■ Written instruction 1
In the card exchange thread, what kind of cards does StanFam3 say they are making?
■ Written instruction 2
In the card exchange thread, swap "Krampus" for "Halloween" in the passage between "You can do one" and "let us know.", inclusive, and give that passage back.
■ Written instruction 3
In the card exchange thread, which members say they are joining with no limit on the number of cards?

■ Reading passage
+===+
Two spoken for so far.... Have eight more spots to fill.


----------



## Stinkerbell n Frog Prince (Sep 4, 2009)

Since I asked about this to begin with, I'm in at this point no limit that might change. PM me


----------



## StanFam3 (Oct 5, 2009)

And BTW... I'm making actual Krampus cards.  Just know that if you're requesting one from me!

Example of:


----------



## hostesswiththemostess (Aug 16, 2012)

I'm in!! No limit for me


----------



## StanFam3 (Oct 5, 2009)

I still have five exchange slots! Come on folks... Join in the fun!


----------



## Haunted Higleys (Sep 2, 2014)

I am in! No limit for me


----------



## StanFam3 (Oct 5, 2009)

I'm waiting on a few supplies. I'll post in thread when I'm able to mail mine out. 

I have three more exchange slots open myself.


----------



## Saki.Girl (Aug 22, 2012)

I figured out my cards last night .


----------



## StanFam3 (Oct 5, 2009)

Saki.Girl said:


> I figured out my cards last night .


Yay!  I have the idea in my head.... Just gotta get the supplies here!


----------



## kmeyer1313 (Jan 25, 2012)

*added to comment*

I'm in! PM away.... No limit!

I was exchanging Christmas cards with a few from the Halloween card thread anyway, so this works out perfectly! 

I have a question, though - if we're exchanging Christmas cards with a member on the Christmasfanclub forum as well as here, should we be sending one card for both exchanges, one card for each exchange, or PM the person to see what they'd prefer? I'm not being card stingy - far from it, as I stock up on holiday clearance supplies every year anyway - I just don't want to hammer people with cards if they're only expecting one. I got plenty of different types/designs, so it won't be like the recipient will be getting two of the same thing anyway.....

Oh, & I've got Hanukkah cards too, if anybody prefers one of those instead....just let me know in the PM...


----------



## kmeyer1313 (Jan 25, 2012)

StanFam3, I'm really looking forward to seeing how your Krumpus card is going to come out!


----------



## Saki.Girl (Aug 22, 2012)

You can do it how ever works for you one card for both works how ever you want to is cool  




kmeyer1313 said:


> I'm in! PM away....
> 
> I was exchanging Christmas cards with a few from the Halloween card thread anyway, so this works out perfectly!
> 
> ...


----------



## StanFam3 (Oct 5, 2009)

kmeyer1313 said:


> StanFam3, I'm really looking forward to seeing how your Krumpus card is going to come out!


HA! Me too!


----------



## Tsalagi_Writer (Jul 26, 2014)

I'd like to join, but don't have much money to send lots of cards. I could mail one, if that's fine.


----------



## gloomycatt (Jul 30, 2012)

So many ideas....leaning towards a creepy-ish card


----------



## Saki.Girl (Aug 22, 2012)

Tsalagi_Writer said:


> I'd like to join, but don't have much money to send lots of cards. I could mail one, if that's fine.




You can do one card the amount of cards you want to do is up to you


----------



## X-Pired (Sep 26, 2013)

We are good with sending and/or receiving Krampus or Christmas cards. Either one is fine with us. If you have a preference as to which you would like to receive please let us know. 

StanFam3 it will be Krampus for you!



StanFam3 said:


> And BTW... I'm making actual Krampus cards.  Just know that if you're requesting one from me!
> 
> Example of:


----------



## Saki.Girl (Aug 22, 2012)
+===+
■ Material

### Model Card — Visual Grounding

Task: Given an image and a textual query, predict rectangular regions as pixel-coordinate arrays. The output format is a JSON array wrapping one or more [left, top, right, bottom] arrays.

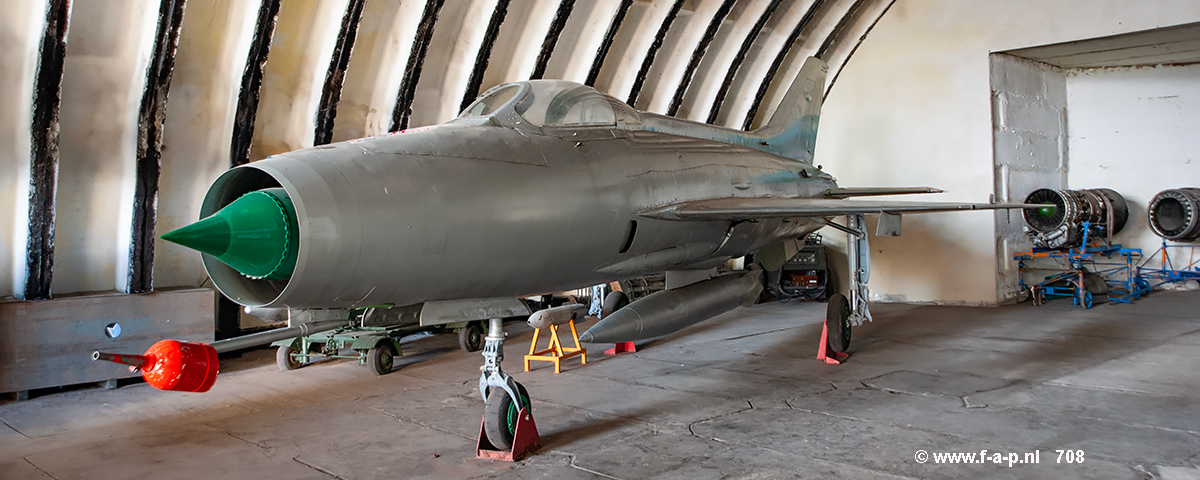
+===+
■ Task output 1
Actual Krampus cards.

■ Task output 2
You can do one card the amount of cards you want to do is up to you


----------



## X-Pired (Sep 26, 2013)

We are good with sending and/or receiving Halloween or Christmas cards. Either one is fine with us. If you have a preference as to which you would like to receive please let us know.

■ Task output 3
Stinkerbell n Frog Prince, hostesswiththemostess, Haunted Higleys, kmeyer1313